- SOAL LATIHAN
[1] Dalam teks tentang pemilihan ulang, pemilihan apa di Turki yang disebut berakhir dengan pemilihan ulang?
[2] Tuliskan lanjutan teks tentang pemilu dan pemilihan ulang, dimulai setelah kalimat terakhirnya.

- TEKS BACAAN
# # #
Guspardi Gaus, anggota DPR dari Komisi II DPR RI, menganggap bahwa ide menggunakan hak angket di DPR sebagai tanggapan terhadap dugaan kecurangan dalam Pemilu 2023 tidaklah tepat. Legislator dari Partai Amanat Nasional (PAN) tersebut berpendapat bahwa dugaan kecurangan dalam Pemilu 2024 seharusnya diajukan dalam konteks hukum, bukan dalam ranah politik. Guspardi menyatakan bahwa penggunaan hak angket memiliki sifat politis. Menurutnya, jika terjadi pelanggaran atau ketidaksesuaian dengan ketentuan terkait pemilu, ada ranah hukum yang diberikan oleh undang-undang kepada siapa pun yang merasa dirugikan, untuk membawa kasus tersebut melalui lembaga seperti Bawaslu, Gakumdu, atau DKPP.
Tujuan Pengulangan Pemilu
Pemilihan ulang adalah pengulangan proses pemungutan suara yang bertujuan untuk memverifikasi ketepatan hitungan awal. Pemungutan suara ulang merupakan penyesuaian sederhana terhadap banyak prosedur pemilihan umum yang ada, dengan potensi untuk meningkatkan partisipasi pemilih. Dalam beberapa kasus, keputusan untuk melakukan pemilihan ulang mungkin dipicu oleh kesalahan pemilihan atau masalah lain yang memengaruhi validitas hasil pemilihan awal. Proses pemungutan suara ulang dapat dilakukan dalam dua putaran, di mana setiap pemilih yang memenuhi syarat berhak memberikan suara mereka dalam kedua putaran. Jumlah suara dari kedua putaran diakumulasi, dan hasil pemilihan akhir ditentukan dengan menerapkan aturan pemilihan saat ini pada total akumulatif dari kedua putaran tersebut.
Pengulangan Pemilu di Turki
Pemilihan ulang di Turki telah menimbulkan kontroversi dan perdebatan, terutama karena dugaan penipuan, ketidakberesan, dan ketidakstabilan politik. Kejadian seperti pemilihan walikota Istanbul tahun 2019, di mana partai penguasa mempersoalkan hasil awal dengan klaim ketidakberesan, berakhir dengan pemilihan ulang. Hal ini menimbulkan kekhawatiran tentang keadilan dan transparansi proses pemilihan di Turki, memengaruhi citra demokratisnya.
# # #
- BARIS DATA
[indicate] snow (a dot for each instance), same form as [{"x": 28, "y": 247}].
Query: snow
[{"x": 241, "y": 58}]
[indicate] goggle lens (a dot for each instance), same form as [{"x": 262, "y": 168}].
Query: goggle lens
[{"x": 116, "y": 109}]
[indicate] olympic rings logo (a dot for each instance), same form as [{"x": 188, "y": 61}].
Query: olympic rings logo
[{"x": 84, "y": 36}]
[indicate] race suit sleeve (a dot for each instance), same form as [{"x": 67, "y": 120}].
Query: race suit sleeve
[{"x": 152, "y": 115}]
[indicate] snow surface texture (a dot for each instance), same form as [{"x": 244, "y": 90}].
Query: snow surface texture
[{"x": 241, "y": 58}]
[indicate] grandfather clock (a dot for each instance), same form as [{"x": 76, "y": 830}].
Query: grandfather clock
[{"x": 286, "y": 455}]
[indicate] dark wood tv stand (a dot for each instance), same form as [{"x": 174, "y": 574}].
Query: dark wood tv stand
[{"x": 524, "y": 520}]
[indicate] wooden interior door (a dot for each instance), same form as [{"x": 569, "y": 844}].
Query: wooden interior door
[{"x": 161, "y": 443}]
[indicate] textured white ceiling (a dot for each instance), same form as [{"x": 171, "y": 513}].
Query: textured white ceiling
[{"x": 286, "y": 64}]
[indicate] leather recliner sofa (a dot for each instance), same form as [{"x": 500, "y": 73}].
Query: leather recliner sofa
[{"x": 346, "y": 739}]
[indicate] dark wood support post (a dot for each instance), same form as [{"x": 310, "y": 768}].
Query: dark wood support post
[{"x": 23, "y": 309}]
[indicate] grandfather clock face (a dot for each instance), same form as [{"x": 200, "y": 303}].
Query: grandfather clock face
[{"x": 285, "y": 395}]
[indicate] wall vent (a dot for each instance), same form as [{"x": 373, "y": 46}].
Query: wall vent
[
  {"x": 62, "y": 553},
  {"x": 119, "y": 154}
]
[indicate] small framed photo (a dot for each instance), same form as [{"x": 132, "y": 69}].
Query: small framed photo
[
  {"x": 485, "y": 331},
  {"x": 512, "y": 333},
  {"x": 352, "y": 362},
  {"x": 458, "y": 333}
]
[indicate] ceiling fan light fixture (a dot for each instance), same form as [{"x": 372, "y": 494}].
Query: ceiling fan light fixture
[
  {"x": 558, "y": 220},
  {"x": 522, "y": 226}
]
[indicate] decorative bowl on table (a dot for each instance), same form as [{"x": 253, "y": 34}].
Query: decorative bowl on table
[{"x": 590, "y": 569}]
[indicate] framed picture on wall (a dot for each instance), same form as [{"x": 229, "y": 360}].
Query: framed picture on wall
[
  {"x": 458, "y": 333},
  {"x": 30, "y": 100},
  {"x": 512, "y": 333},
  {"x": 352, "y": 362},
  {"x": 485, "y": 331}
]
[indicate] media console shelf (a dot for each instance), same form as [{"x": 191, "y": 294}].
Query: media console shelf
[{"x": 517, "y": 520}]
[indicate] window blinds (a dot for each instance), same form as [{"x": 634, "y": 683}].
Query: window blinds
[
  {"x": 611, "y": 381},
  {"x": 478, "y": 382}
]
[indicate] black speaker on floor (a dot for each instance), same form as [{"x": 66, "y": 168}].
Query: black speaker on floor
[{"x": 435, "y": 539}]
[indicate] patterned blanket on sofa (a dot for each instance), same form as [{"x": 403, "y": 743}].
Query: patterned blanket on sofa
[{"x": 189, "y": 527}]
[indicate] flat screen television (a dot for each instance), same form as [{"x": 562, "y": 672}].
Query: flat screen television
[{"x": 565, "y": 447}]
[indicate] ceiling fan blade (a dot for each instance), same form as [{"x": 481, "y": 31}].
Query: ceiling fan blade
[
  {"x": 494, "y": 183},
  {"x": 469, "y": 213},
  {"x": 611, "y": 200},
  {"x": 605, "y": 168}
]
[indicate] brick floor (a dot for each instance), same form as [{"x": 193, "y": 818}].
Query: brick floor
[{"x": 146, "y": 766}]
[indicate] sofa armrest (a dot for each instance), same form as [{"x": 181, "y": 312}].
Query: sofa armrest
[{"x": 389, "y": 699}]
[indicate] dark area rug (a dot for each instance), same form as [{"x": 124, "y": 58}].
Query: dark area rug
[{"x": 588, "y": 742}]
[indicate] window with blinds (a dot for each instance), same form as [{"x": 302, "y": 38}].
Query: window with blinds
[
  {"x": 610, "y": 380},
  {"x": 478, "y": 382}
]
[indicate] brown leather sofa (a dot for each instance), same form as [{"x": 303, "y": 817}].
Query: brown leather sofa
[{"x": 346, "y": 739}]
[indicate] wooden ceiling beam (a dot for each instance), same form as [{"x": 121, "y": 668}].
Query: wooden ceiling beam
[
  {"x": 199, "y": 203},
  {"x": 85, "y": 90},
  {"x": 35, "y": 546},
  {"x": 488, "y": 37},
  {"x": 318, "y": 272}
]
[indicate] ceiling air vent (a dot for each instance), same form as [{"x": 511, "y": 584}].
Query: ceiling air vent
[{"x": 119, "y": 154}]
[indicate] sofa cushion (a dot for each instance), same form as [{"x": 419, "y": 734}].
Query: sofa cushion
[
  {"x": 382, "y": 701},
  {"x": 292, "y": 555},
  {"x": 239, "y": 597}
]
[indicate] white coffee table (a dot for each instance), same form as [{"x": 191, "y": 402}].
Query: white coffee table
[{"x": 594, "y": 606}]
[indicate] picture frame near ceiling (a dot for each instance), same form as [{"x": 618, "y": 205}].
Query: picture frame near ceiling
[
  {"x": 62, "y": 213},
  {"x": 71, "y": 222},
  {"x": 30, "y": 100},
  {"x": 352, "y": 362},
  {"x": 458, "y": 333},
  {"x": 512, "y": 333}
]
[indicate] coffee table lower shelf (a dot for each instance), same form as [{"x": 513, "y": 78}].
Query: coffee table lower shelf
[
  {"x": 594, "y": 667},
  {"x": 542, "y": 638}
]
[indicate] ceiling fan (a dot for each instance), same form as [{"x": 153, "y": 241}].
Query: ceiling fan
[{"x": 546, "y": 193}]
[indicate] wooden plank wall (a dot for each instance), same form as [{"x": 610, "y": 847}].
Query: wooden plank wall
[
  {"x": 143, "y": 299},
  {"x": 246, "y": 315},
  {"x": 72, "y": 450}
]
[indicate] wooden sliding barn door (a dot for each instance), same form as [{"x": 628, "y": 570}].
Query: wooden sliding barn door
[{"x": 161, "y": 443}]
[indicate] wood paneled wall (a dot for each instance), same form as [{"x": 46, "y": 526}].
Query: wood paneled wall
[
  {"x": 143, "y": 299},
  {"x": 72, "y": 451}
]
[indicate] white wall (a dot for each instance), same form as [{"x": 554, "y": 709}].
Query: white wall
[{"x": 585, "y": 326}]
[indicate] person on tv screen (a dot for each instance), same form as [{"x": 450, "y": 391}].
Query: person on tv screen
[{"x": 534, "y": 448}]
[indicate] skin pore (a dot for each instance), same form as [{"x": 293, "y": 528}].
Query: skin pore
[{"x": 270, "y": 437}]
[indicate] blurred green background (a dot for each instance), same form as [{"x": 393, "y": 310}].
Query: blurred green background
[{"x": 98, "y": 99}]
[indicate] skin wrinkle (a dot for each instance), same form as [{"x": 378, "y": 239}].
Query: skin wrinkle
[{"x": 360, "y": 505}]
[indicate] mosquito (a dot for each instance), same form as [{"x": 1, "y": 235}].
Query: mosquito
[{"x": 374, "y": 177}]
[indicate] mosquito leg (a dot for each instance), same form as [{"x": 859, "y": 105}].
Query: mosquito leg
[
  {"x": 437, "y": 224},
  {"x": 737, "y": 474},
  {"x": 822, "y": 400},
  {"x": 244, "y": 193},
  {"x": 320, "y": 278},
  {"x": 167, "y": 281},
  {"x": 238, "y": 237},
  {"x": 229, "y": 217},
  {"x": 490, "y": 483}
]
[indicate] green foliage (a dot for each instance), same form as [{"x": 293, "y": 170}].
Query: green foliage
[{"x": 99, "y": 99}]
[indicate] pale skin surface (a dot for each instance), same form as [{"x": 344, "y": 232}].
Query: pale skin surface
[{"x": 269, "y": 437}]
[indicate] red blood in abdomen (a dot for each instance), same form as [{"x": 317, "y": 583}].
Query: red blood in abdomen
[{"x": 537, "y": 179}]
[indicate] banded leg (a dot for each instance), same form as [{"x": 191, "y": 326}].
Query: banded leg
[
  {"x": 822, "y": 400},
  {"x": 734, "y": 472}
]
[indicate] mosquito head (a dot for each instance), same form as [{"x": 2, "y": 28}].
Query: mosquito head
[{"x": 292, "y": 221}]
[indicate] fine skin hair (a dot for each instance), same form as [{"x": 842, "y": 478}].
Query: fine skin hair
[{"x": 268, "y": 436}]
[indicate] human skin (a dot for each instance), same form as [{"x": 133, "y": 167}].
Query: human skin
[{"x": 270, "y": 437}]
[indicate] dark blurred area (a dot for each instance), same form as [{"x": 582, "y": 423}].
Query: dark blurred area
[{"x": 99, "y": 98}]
# # #
- KUNCI JAWABAN
[1] Pemilihan walikota Istanbul tahun 2019.

[2]
Ketidakstabilan politik menjadi faktor lain yang berkontribusi pada pemilihan ulang. Kemelut politik berkepanjangan telah menyebabkan konflik sengit antara partai penguasa dan oposisi, dengan partai penguasa menggunakan pemilihan ulang sebagai alat untuk mempertahankan kekuasaannya. Oposisi, di sisi lain, menuduh partai penguasa menggunakan taktik ini untuk meredam suara mereka dan merusak prinsip demokrasi.
Dampak pemilihan ulang di Turki mencakup kehilangan kepercayaan pada proses pemilihan dan lembaga-lembaga yang mengawasinya. Ini juga memperkuat polarisasi antara partai penguasa dan oposisi, menghambat kemajuan negara dan kemampuannya untuk mengatasi tantangan yang mendesak.
Secara keseluruhan, isu kontroversial mengenai pemilihan ulang di Turki menimbulkan pertanyaan tentang komitmen negara terhadap demokrasi dan pemerintahan yang baik. Meskipun kekhawatiran yang sah mungkin mendorong pemilihan ulang, hal itu seharusnya tidak disalahgunakan untuk meredam suara oposisi atau mengkonsolidasikan kekuasaan. Penting untuk mengatasi isu pokok yang menyebabkan pemilihan ulang dan berusaha membangun sistem politik yang lebih stabil dan demokratis di Turki.
Pengulangan Pemilu di Jerman
Pada tahun 2021, pemilihan negara bagian dan munisipal Berlin berakhir dengan kekacauan sehingga hasilnya dianulir, dan pemilih kembali ke tempat pemungutan suara pada bulan Februari 2023 untuk pengulangan. Pemilihan ini dimaksudkan untuk memperbaiki banyak hal yang salah pada September 2021, ketika pemerintah kota dan distrik dipilih tetapi terdapat terlalu sedikit surat suara dan bilik pemungutan suara, menyebabkan antrean panjang di tempat pemungutan suara, di tengah kebingungan karena jalan ditutup karena Marathon Berlin.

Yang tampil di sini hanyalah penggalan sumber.